WHAT IS REQUIRED: Reproduce the opening lines of the records exactly, please, stopping after the line that contains "box: [178, 293, 723, 1183]".
(RAW DATA Opens)
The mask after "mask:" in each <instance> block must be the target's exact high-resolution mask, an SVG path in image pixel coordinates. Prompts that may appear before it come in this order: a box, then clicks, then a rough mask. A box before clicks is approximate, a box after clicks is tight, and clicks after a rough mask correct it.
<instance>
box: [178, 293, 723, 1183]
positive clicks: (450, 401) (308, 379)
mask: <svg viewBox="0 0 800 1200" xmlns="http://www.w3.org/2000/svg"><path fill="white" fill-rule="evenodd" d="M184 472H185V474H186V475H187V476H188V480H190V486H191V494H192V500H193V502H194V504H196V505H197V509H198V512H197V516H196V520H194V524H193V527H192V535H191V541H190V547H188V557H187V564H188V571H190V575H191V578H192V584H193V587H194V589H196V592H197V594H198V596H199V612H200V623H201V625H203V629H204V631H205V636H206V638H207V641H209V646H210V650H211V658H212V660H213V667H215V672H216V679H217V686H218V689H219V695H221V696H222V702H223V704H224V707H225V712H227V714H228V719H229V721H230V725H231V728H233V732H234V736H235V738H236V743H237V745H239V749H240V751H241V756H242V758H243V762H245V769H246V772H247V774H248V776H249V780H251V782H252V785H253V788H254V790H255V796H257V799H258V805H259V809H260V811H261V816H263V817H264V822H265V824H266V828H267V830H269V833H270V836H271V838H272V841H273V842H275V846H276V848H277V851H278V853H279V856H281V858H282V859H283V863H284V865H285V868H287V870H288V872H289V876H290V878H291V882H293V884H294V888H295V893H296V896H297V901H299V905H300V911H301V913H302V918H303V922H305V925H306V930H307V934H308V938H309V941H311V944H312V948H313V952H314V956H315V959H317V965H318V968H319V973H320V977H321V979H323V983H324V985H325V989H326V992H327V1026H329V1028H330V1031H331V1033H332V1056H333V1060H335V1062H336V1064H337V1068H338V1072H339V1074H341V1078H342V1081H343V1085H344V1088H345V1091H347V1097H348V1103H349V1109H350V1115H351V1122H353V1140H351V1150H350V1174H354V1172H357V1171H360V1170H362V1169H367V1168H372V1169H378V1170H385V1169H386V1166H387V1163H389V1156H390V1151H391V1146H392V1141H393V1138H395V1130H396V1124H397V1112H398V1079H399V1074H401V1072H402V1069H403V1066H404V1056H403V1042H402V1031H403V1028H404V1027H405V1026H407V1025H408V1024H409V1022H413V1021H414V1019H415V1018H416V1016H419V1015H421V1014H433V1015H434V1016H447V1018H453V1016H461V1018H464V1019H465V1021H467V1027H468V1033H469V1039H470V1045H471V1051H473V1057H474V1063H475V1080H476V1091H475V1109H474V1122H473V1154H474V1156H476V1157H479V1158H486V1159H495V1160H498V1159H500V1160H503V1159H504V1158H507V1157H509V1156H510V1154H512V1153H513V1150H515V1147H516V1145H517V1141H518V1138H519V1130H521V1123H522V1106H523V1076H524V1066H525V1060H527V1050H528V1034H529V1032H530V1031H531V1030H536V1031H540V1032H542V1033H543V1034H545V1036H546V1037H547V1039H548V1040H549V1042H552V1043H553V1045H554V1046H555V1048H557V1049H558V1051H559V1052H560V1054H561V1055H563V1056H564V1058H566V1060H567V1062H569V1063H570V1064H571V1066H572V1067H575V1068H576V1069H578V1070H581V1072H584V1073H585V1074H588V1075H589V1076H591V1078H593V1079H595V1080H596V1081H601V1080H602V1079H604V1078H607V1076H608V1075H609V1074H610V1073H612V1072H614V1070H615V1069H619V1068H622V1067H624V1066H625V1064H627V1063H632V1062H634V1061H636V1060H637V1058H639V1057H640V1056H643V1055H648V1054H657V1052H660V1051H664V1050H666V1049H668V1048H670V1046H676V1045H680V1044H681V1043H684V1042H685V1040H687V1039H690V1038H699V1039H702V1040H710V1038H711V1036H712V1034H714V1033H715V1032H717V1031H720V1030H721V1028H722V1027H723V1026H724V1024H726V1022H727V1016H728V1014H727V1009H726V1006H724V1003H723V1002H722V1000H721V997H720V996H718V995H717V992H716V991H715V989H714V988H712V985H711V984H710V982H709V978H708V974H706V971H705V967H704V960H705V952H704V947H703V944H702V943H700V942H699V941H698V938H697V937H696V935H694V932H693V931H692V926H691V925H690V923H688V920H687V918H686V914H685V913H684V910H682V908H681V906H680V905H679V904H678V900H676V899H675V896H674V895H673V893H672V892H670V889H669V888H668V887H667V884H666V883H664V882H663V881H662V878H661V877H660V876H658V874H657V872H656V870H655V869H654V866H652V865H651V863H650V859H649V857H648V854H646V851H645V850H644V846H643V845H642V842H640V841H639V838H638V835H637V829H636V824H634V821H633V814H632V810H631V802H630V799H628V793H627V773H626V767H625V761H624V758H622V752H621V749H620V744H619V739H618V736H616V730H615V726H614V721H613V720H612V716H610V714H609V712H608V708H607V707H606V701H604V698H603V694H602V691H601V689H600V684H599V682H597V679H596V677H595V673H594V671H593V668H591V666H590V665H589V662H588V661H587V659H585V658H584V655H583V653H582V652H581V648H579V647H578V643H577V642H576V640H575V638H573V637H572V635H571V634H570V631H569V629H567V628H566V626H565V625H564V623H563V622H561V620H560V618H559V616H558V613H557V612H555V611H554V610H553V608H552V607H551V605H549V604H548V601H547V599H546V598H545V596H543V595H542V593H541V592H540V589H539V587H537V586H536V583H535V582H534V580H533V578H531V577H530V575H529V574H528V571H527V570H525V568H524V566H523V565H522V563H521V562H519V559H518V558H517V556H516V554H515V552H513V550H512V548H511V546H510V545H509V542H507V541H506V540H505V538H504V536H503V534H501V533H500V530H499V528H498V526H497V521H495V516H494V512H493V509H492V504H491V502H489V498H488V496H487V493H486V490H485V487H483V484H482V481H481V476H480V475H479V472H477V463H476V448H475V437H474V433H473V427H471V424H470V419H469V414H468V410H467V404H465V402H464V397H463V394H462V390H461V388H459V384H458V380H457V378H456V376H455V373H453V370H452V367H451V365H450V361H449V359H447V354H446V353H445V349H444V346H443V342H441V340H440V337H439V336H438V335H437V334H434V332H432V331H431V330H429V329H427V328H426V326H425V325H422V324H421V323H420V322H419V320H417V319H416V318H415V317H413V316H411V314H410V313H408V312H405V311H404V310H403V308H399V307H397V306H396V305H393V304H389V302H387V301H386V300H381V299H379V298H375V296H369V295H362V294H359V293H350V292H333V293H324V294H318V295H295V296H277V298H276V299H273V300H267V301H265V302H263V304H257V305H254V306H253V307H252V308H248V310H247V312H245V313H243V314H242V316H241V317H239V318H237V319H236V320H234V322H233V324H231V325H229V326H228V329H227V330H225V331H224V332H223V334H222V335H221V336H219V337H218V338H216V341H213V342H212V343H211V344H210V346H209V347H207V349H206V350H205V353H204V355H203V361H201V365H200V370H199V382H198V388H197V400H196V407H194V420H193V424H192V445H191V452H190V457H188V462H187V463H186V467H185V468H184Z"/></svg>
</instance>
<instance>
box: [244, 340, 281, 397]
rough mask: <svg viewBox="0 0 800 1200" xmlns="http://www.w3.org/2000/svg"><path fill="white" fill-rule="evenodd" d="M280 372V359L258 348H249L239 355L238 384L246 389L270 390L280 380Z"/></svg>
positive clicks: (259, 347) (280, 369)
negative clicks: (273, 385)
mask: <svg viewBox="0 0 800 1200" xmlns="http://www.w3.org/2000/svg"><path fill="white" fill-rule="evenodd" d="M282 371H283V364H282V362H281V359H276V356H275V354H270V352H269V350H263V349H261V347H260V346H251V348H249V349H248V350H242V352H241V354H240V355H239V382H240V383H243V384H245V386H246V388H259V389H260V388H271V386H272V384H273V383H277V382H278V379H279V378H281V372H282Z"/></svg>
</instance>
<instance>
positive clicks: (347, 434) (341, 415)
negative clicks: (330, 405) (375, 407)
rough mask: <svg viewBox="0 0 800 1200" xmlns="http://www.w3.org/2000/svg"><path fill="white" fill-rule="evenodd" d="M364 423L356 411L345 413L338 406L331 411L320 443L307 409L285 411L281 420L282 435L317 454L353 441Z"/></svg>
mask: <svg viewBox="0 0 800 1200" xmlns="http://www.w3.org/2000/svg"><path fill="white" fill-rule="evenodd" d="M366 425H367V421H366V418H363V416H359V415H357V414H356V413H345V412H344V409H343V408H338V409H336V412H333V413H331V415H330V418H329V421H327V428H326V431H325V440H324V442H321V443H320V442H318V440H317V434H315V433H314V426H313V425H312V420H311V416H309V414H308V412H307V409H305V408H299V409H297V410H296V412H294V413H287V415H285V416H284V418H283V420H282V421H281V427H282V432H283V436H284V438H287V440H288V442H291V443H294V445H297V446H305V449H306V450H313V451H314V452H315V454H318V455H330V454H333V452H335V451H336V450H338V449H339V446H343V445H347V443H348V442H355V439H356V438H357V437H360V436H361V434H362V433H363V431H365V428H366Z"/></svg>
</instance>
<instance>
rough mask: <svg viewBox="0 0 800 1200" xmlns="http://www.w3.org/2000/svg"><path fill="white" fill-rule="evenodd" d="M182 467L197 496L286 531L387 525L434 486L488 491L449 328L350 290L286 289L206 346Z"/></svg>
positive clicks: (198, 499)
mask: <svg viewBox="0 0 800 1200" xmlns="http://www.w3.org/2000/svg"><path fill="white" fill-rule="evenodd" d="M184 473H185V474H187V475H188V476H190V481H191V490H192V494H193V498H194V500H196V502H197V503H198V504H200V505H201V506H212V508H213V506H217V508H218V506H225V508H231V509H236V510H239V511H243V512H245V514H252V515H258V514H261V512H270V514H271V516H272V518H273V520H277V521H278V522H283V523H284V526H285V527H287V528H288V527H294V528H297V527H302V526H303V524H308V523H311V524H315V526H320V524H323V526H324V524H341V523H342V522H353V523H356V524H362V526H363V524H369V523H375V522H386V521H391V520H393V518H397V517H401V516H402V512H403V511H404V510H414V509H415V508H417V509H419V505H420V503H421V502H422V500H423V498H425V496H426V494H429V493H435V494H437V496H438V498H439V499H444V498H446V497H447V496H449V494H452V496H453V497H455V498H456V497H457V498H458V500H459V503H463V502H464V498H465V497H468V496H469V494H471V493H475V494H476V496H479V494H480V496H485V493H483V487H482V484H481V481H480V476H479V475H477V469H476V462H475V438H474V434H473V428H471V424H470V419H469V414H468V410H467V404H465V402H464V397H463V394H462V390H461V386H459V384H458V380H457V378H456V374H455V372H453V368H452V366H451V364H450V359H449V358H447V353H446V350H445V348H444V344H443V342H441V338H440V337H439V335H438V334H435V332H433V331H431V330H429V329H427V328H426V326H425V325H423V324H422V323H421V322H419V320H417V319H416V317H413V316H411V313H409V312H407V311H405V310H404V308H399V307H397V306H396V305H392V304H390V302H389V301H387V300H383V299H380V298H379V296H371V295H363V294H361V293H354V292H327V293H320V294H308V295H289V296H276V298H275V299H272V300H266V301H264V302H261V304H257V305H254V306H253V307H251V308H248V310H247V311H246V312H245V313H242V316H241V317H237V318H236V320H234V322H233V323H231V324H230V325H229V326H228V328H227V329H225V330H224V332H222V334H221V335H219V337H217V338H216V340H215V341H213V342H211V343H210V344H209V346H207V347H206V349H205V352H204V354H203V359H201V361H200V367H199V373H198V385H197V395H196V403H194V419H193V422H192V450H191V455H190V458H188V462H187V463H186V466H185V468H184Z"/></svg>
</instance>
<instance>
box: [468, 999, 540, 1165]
(RAW DATA Closes)
EXERCISE ANSWER:
The mask after "mask:" in each <instance> block must be the target's exact high-resolution mask, an SVG path in image pixel coordinates. Prompts that may appear before it come in this order: a box, then clicks, then a rough mask. A box before clicks is approximate, a box after clicks is tight, and clicks after a rough mask correct it.
<instance>
box: [178, 293, 723, 1183]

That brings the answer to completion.